(Records drawn from a dataset)
* * * * * * * * *
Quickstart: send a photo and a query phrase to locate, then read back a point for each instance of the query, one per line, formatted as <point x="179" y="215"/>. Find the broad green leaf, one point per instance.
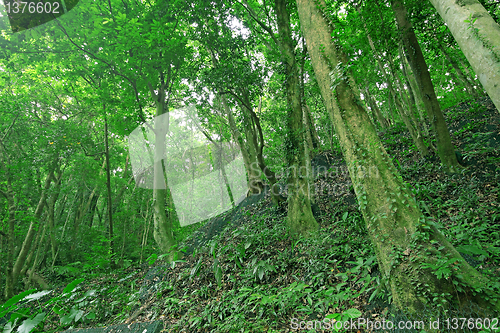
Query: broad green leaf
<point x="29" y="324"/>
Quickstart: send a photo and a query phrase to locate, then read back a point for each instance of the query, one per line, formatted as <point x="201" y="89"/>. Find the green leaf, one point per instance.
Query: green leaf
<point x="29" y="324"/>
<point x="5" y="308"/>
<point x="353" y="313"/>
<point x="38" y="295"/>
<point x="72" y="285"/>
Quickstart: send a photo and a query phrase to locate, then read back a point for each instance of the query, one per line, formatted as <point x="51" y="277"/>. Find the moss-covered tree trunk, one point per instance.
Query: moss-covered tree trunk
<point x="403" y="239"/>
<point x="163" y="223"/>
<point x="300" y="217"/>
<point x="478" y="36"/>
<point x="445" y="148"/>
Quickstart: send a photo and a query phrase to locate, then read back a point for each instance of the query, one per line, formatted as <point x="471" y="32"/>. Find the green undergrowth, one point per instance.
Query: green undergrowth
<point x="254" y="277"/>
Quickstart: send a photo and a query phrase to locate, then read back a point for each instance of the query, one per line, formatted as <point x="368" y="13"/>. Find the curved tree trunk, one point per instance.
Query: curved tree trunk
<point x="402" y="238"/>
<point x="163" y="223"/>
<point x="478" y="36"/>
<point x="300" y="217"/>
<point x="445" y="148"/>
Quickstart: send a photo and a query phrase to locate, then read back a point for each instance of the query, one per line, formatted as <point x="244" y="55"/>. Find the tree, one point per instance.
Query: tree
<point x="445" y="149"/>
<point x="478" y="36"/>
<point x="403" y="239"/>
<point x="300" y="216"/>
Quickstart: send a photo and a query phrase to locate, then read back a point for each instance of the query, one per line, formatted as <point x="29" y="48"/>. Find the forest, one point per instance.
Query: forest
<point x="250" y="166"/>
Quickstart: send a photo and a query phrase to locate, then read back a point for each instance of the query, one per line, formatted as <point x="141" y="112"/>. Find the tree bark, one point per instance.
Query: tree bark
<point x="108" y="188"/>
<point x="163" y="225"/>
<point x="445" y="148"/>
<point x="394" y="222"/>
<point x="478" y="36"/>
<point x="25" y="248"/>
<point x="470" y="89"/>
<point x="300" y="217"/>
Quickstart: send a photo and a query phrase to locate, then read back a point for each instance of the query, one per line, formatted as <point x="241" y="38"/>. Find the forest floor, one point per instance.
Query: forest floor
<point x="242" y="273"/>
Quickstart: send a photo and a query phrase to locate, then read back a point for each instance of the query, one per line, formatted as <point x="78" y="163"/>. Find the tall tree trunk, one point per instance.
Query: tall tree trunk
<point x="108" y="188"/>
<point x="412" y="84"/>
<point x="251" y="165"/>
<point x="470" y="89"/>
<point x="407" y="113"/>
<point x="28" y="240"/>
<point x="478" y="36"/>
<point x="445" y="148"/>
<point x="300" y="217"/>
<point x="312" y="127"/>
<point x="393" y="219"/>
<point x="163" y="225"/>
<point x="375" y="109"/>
* * * * * * * * *
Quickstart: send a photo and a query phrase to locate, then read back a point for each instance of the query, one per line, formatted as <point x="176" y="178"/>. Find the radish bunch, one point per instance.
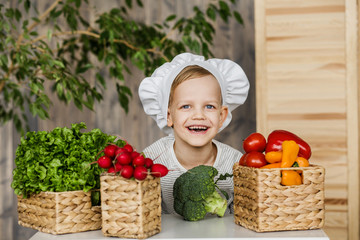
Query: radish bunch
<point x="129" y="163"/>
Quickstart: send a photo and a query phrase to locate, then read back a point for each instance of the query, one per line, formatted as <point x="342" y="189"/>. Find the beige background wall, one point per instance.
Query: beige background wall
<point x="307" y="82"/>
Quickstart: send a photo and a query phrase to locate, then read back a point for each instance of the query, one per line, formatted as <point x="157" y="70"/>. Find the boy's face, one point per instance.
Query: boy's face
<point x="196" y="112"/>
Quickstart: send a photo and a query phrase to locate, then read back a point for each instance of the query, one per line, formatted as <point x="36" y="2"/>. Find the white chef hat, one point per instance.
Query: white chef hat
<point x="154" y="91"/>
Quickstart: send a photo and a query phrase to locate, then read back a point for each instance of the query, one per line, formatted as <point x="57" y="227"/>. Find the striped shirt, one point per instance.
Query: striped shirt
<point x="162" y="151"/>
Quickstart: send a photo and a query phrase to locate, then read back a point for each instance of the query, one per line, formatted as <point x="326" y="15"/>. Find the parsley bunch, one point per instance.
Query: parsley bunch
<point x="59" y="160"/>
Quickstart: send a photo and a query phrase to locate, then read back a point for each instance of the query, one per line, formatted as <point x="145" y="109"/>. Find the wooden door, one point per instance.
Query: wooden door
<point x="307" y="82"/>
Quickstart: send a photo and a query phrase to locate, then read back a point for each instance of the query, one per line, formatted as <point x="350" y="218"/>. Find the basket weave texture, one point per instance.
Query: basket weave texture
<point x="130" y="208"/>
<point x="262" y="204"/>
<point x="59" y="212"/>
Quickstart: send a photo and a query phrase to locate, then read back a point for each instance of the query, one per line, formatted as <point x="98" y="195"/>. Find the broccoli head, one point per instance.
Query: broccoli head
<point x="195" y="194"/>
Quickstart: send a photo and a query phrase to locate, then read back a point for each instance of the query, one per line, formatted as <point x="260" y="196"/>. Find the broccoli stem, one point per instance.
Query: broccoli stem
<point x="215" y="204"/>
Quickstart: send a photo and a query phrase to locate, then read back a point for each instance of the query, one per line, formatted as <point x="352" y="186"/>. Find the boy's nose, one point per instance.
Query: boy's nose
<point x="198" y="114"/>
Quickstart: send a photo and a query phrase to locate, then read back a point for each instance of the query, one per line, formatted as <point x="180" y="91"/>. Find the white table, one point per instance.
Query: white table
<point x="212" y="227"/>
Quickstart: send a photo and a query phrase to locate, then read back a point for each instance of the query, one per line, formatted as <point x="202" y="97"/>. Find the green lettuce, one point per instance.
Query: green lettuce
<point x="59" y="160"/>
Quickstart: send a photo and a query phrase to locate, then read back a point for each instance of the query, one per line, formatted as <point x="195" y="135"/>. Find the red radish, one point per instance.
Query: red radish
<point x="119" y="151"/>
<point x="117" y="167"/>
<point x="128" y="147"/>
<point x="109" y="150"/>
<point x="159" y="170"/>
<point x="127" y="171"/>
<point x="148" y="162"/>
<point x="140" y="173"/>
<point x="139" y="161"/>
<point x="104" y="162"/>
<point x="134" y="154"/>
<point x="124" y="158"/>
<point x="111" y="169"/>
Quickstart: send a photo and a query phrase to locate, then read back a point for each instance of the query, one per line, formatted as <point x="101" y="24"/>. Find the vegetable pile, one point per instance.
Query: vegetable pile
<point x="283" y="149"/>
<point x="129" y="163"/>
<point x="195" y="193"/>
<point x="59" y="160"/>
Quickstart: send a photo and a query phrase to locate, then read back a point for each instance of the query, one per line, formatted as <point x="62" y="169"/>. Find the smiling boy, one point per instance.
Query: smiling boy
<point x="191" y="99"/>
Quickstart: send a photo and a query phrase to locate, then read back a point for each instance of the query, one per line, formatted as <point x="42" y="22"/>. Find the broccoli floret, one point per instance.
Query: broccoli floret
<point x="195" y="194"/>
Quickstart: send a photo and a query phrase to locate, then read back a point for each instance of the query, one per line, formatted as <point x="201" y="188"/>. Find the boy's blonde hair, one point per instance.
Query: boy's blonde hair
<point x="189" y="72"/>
* * * * * * * * *
REQUIREMENT :: Could you output exactly the lines above, from the line with "broad green leaf, one point per instance." up to and including the line with "the green leaf, one point per instance.", and nothing else, skipping the pictures?

RESULT FOR THIS EXERCISE ::
Quickstart: send a photo and a query phrase to locate, then read back a point for each instance of the query, one per line, formatted as <point x="179" y="215"/>. Find the broad green leaf, one point per instance.
Query: broad green leaf
<point x="29" y="324"/>
Quickstart: send a photo and a query phrase to locate, then read back a point for each instance of the query, one per line, formatted as <point x="201" y="89"/>. Find the green leaf, one point per instance.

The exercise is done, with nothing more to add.